3rd CounterCorp Anti-Corporate Film Festival
When? October 15-17
Where? Brava Theatre in Frisco
Have I been before? No.
I have seen and can recommend: None.
I'm curious to see: The shorts program entitled The True Cost of Oil intrigues.
More coverage by: Not seeing much yet. Uh, wikipedia?
2008 Taiwan Film Festival
When? October 16-18
Where? At USF in Frisco and Cubberly Auditorium down in Palo Alto.
Have I been before? Yes, last year at the PFA was a fun time. Perhaps the best thing about this touring festival is the price: free!
I have seen and can recommend: None this year.
I'm curious to see: Secret, since I missed it at the SFIFF this year.
More coverage by: sanfranciscochinatown.com.
4th Annual Classic Horror Film Festival: Shock It to Me!
When? October 17-18
Where? Castro Theatre
Have I been before? Embarrassingly, no. I've always found myself too busied by my own Halloween preparations to make it, but I hope to find a way to squeeze it in this time.
I have seen and can recommend: Of course, Night of the Living Dead. Also the great Hammer horror Curse of Frankenstein, which I've never seen before on the big screen.
I'm curious to see: Spider Baby with Sid Haig in attendance, and the Horror of Dracula- major gaps to be filled in my classic horror resume!
More coverage by: Nate Yapp at Classic-Horror.com.
11th United Nations Association Film Festival
When? October 19-26
Where? The Aquarius, the Eastside Theatre and Stanford University's Annenberg Auditorium down the peninsula, and the Roxie here in Frisco.
Have I been before? No, but with Roxie screenings co-presented with DocFest (see below) I hope to rectify that.
I have seen and can recommend: Les Blank's documentary All In This Tea is a terrific selection, as is the cine-centric short film Salim Baba. I wrote a bit on each here and here.
I'm curious to see: San Francisco: Still Wild at Heart appeals to my nature-loving, city-dwelling duality. Megalopolis sounds fascinating as well. Freeheld comes with an impressive award-winning pedigree (considering it beat the lovely Salim Baba to the Best Documentary Short Oscar.)
More coverage by:
Agnes Varnum, who will be appearing on a panel at the festival. added 10/8: Leah Edwards of Ecolocalizer.
12th Annual Arab Film Festival
When? October 16-28
Where? the Castro, Clay, Delancey Screening Room, Alliance Française and Yerba Buena Center for the Arts in Frisco, Camera 12 in San Jose, Shattuck and Parkway in the East Bay, and even screenings in Santa Cruz and Los Angeles
Have I been before? Yes- I found it a well-run, well-attended festival when I sampled it in 2006.

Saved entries
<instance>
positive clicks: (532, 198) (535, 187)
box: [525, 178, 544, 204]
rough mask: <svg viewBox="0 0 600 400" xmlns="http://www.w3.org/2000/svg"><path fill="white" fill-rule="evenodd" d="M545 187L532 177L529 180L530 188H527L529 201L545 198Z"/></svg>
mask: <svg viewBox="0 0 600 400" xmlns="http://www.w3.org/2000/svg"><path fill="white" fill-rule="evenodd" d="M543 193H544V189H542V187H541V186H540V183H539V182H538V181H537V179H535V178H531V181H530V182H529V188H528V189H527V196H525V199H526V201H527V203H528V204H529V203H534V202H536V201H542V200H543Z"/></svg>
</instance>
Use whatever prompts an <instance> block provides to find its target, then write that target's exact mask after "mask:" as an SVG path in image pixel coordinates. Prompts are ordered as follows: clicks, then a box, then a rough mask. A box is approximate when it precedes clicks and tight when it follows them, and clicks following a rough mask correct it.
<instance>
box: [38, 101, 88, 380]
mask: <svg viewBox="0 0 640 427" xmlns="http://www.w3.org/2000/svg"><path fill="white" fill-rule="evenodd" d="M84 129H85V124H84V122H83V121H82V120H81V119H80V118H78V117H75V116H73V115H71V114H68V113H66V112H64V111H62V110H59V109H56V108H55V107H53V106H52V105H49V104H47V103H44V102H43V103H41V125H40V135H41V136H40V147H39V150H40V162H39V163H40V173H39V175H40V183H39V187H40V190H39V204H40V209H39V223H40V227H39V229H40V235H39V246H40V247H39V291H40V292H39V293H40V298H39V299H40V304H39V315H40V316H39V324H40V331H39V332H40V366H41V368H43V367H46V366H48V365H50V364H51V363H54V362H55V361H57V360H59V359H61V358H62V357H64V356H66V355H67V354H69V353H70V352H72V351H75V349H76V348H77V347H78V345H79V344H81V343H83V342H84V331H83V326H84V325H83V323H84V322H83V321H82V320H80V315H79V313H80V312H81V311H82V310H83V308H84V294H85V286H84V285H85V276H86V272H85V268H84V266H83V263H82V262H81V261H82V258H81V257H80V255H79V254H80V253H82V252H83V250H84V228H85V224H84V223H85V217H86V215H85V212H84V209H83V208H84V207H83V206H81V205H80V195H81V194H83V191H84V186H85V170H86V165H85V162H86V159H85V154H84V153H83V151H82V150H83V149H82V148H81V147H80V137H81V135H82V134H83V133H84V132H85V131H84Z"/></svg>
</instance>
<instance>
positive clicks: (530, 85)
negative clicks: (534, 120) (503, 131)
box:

* Actions to take:
A. In the film festival listings, at what venue does the 4th Annual Classic Horror Film Festival take place?
B. Pick up the film festival listings after their last line and carry them forward in the same format.
The records play no part in the tasks.

* Answers for each item:
A. The Castro Theatre.

B.
I have seen and can recommend: With reservations, Recycle, an artistic but perhaps overly-ambiguous documentary about a recycler in Zarqa, Jordan. I wrote a bit more on it here.
I'm curious to see: Opening night film Waiting For Pasolini, Sundance favorite Captain Abu Raed, which also plays this weekend at the Mill Valley Film Festival.
More coverage by: Lincoln Spector of Bayflicks. Added 10/13: Michael Fox at sf360.
7th San Francisco International Documentary Festival
When? October 17 through November 6th
Where? Roxie Cinema in Frisco, Shattuck in Berkeley
Have I been before? No, though I've been to other IndieFest-produced events like Another Hole in the Head and the annual generalist festival in February.
I have seen and can recommend: Officially, none. Although IndieFest is also presenting a set of Japanese midnight movies at the Roxie this month entitled Midnight Circus. I can cautiously recommend Takashi Miike's punishing Ichi the Killer and the exuberantly gory 2008 digital feature the Machine Girl if you're into that sort of thing. More here.
I'm curious to see: Along with the aforementioned UNAFF co-presentations, there's the Melody Gilbert retrospective and the Slamdance hit I Think We're Alone Now.
More coverage by: Susan Gerhard at sf360. added 10/9: Michael Hawley at the Evening Class.
17th Silicon Valley Jewish Film Festival
When? October 26 through November 19
Where? Camera 12 in San Jose and Cubberly Community Theatre in Palo Alto
Have I been before? Honestly, this is the first year I've been aware of it.
I have seen and can recommend: None.
I'm curious to see: Refusenik sounds fascinating.
More coverage by: Jason Watches Movies.